→ **TÂCHE ÉCRITE**: Selon le passage cité, de quel catalogue proviennent les extraits auxquels la chambre de recours a refusé toute valeur probante ?

→ **PASSAGE CITÉ**:
18      La requérante invoque un moyen unique tiré de la violation de l’article 7, paragraphe 1, du règlement no 6/2002, lu conjointement avec l’article 65, paragraphe 1, sous c), du même règlement.

19      La requérante soutient en substance que la chambre de recours a illégalement et sans raison refusé toute valeur probante aux extraits du catalogue albert 2017/2018 figurant aux annexes 3 et 4 de la demande en nullité, alors même que l’EUIPO avait une connaissance effective du contenu de ce catalogue. En niant la divulgation des dessins ou modèles D 1 et D 2, ladite chambre aurait commis une erreur.

(Enregistrements d'étiquetage de lieux)
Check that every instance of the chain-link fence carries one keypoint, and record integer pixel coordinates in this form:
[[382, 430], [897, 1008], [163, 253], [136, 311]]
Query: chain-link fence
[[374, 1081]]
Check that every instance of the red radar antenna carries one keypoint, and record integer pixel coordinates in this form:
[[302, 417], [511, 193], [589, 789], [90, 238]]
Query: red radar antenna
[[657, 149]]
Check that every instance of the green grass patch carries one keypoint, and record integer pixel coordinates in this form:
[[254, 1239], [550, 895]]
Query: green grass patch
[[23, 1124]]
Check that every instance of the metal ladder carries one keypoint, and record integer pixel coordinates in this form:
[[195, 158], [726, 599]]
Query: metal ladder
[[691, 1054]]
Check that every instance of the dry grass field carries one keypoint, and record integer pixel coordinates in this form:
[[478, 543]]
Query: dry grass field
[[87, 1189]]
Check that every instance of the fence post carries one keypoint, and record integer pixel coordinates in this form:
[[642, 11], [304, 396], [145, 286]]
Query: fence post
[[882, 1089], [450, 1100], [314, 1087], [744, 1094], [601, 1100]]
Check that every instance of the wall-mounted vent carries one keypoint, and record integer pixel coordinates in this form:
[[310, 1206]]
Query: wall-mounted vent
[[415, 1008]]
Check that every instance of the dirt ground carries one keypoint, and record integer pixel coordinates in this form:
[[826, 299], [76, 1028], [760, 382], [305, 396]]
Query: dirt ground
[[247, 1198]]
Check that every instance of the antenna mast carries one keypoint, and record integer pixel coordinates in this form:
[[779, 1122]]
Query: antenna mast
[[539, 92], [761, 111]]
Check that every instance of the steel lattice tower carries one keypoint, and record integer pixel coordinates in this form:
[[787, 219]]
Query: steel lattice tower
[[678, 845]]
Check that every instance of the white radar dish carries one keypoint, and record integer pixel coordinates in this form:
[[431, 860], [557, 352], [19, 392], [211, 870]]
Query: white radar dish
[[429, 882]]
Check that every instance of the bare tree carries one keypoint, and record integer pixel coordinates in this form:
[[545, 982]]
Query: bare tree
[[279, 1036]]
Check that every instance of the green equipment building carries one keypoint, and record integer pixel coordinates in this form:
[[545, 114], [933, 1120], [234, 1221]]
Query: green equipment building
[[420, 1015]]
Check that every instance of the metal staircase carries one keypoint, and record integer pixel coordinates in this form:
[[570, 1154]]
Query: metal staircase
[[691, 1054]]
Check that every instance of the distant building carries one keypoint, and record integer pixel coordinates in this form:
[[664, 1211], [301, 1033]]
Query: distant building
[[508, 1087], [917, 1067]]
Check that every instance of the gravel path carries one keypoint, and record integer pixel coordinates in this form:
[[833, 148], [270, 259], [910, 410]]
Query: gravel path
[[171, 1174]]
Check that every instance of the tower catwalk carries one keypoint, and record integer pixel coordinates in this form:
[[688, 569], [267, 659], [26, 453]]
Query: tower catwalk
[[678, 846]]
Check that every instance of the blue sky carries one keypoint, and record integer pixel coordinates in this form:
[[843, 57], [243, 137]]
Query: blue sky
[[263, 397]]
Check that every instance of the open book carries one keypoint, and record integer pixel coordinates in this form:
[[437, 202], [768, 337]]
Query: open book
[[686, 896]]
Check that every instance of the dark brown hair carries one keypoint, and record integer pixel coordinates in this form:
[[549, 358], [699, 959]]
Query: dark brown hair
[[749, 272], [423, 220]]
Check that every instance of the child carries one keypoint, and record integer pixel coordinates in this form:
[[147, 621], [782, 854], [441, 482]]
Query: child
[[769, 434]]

→ **RÉPONSE ÉCRITE**: Du catalogue albert 2017/2018.